Exercise aim → Copy out the records below word for word, from the line that holds "Please mark the region of every instance of the pipe" through the line that holds "[[[83,0],[83,5],[84,5],[87,9],[90,9],[90,0]]]", inclusive of both.

Task material →
Start

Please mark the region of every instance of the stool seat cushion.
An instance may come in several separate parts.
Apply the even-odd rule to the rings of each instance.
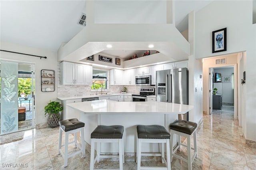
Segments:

End
Start

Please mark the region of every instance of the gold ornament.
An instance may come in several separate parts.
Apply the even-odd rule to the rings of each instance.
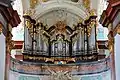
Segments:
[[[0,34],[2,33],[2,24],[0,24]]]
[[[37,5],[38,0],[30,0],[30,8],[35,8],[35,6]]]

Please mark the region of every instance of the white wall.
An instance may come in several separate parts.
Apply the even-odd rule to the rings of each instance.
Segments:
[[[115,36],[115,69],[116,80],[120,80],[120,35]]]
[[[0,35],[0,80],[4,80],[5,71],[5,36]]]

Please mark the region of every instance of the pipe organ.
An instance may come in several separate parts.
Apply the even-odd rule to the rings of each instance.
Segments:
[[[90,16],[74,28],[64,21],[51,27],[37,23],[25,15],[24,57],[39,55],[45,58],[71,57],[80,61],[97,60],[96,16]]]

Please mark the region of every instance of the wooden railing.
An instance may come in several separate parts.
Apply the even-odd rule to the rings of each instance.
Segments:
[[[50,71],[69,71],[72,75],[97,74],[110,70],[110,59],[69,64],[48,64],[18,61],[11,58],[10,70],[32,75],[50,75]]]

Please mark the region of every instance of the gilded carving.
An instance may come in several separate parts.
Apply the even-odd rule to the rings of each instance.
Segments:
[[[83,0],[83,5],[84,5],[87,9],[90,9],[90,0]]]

End

Solution to this task →
Please mark the region of every instance of the pipe organ.
An instance may come in several separate parts.
Apply the even-odd rule to the rings of each instance.
Segments:
[[[90,16],[74,28],[64,21],[51,27],[37,23],[25,15],[24,57],[39,55],[45,58],[71,57],[80,61],[97,60],[96,16]]]

Please mark the region of every instance of the wooden railing.
An instance may come in several separate parts.
Apply the even-odd rule to the rings of each instance.
Segments:
[[[50,71],[69,71],[72,75],[97,74],[110,70],[110,59],[69,64],[48,64],[18,61],[11,58],[10,70],[32,75],[50,75]]]

Please mark the region of every instance of the gilded carving.
An instance may come in several separate parts.
Apply the even-odd rule to the rings of each instance.
Segments:
[[[83,0],[83,5],[84,5],[87,9],[90,9],[90,0]]]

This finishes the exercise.